-- start of SUPPLIED MATERIAL --

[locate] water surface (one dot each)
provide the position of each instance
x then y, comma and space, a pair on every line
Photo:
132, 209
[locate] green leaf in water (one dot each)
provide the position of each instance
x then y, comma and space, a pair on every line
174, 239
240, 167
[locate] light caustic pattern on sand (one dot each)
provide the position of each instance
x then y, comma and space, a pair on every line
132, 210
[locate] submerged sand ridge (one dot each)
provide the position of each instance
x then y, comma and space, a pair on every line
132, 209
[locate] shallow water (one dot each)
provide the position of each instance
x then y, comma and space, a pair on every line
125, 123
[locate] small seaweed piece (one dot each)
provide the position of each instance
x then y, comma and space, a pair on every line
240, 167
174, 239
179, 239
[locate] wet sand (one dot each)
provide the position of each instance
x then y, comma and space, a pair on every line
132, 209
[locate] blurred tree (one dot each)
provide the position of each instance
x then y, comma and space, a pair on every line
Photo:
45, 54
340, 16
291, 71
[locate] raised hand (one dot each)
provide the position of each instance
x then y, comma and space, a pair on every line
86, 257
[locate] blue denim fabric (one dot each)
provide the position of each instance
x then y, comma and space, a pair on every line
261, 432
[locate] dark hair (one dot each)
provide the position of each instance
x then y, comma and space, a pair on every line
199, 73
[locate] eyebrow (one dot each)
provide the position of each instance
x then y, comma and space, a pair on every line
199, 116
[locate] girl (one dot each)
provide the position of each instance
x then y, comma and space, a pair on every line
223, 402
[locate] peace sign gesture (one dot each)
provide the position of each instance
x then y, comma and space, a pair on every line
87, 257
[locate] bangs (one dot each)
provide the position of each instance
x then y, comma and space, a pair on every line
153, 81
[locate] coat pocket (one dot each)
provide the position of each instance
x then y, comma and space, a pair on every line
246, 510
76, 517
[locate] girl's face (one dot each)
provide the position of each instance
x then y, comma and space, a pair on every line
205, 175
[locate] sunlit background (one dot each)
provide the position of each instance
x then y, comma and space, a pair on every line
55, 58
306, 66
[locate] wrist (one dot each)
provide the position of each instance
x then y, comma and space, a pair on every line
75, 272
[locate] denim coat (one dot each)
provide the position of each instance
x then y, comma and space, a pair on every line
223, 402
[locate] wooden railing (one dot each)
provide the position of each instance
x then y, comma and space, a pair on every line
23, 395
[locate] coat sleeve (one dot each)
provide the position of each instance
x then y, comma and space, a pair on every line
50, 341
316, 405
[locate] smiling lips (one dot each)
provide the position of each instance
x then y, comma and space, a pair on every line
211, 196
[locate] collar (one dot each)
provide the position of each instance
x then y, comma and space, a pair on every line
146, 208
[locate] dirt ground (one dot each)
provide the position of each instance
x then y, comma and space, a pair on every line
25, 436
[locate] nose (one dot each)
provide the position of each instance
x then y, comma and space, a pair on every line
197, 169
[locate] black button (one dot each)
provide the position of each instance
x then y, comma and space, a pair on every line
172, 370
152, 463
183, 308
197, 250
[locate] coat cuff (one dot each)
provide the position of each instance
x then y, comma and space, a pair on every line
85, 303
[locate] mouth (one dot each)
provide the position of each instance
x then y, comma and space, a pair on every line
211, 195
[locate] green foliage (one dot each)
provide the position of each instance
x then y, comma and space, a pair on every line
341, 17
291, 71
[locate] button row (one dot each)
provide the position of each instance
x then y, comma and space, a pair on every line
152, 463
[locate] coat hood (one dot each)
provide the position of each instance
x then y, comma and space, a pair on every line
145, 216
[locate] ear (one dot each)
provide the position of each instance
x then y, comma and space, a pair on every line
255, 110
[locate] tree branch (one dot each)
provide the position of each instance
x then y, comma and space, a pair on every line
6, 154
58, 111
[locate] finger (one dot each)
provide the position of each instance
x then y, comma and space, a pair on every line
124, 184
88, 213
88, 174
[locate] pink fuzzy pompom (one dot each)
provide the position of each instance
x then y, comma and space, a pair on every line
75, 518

-- end of SUPPLIED MATERIAL --

## [PROBLEM TO WORK ON]
Beginning with the line that contains "[locate] collar (one dot each)", repeat every line through the end of the records and nothing more.

## [TASK OUTPUT]
[locate] collar (one dot each)
provide the position of each instance
x then y, comma and space, a pair on every line
146, 208
[locate] dirt ground (one dot each)
provide the position of each instance
x then y, comma and space, a pair on every line
25, 436
[locate] nose (one dot each)
provide the position of each instance
x then y, comma and space, a pair on every line
197, 169
[locate] black button (one dot each)
provide the position of each instance
x then y, comma and space, a pair on every line
172, 370
152, 463
183, 308
197, 250
[locate] coat cuff (one dot each)
provide the position of each instance
x then y, comma and space, a pair on every line
85, 303
[locate] mouth (one dot each)
provide the position of each instance
x then y, comma and space, a pair on every line
211, 195
[locate] green foliage (one dot each)
provide the position of each instance
x then y, comma and space, a pair on every line
341, 17
291, 71
[locate] button row (one dot each)
provide the position of each instance
x then y, comma and space, a pair on every line
152, 463
[locate] coat hood (one dot each)
provide the position of each instance
x then y, comma and space, a pair on every line
145, 216
[locate] ear (one dot each)
provide the position of each instance
x then y, comma and space, a pair on every line
255, 110
[locate] tree branch (one dot each)
provide the position of each instance
x then y, comma and space, a pair on every line
6, 154
58, 111
[locate] finger (one dot each)
provide the position of each instance
x then y, comma and space, a pair on every line
124, 184
88, 213
88, 174
[locate] pink fuzzy pompom (one dot each)
provide the position of each instance
x then y, comma and space, a pair on every line
75, 518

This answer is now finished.